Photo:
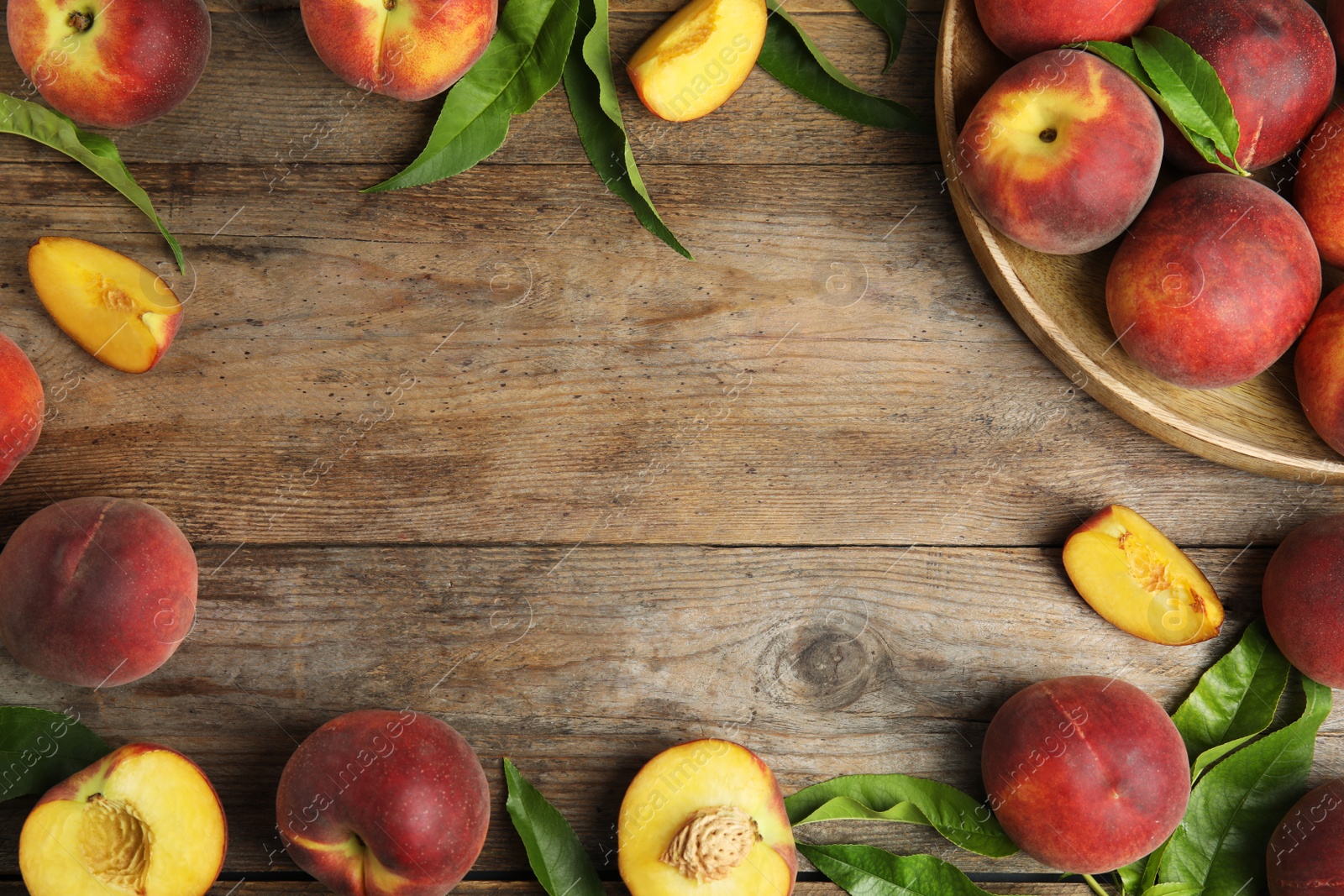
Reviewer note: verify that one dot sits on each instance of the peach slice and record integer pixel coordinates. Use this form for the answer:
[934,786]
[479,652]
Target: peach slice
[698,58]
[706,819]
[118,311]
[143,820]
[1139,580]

==

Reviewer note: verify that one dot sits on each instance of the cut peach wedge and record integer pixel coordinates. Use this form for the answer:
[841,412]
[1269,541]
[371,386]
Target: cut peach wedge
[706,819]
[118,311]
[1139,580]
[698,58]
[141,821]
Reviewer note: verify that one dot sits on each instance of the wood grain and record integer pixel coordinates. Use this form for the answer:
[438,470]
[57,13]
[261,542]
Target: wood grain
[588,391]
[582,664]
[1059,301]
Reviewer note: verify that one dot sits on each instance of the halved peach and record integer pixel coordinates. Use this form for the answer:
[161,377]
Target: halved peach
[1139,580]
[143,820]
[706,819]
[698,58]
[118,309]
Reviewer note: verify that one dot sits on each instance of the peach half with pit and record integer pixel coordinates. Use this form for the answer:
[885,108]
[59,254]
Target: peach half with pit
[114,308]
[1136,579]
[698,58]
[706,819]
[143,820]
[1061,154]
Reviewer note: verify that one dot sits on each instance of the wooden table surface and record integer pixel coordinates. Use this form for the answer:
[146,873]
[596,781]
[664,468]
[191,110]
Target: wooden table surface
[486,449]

**Your goal:** List each line from the rows above that contains the word "record", treating uppercase and lowercase as different.

**Response to this task:**
Reviewer note: verify that one dot sits on each instance of the peach slice and record integer pixel coordinates. Use this form for the answer:
Reviewer note: verify that one dot sits on each instance of the cut peach wedge and record integer pixel coordinates. Use this form for the answer:
Reviewer note: verify that one dot sits on each instance of the wood grain and record integer pixel coordinates. Use this form for the answer:
Reviewer note: verify that one dot sits on each instance of the halved peach and record integer pixel coordinates. Use this form for the answer:
Reviewer note: verify that one dot sits on each instance of the peach half with pit and record integer pixel coordinates. Use this form for the answer:
Reviewer note: verify that one dot sits on each instance of the wooden table surface and record integer pixel coordinates. Use this form for the answer:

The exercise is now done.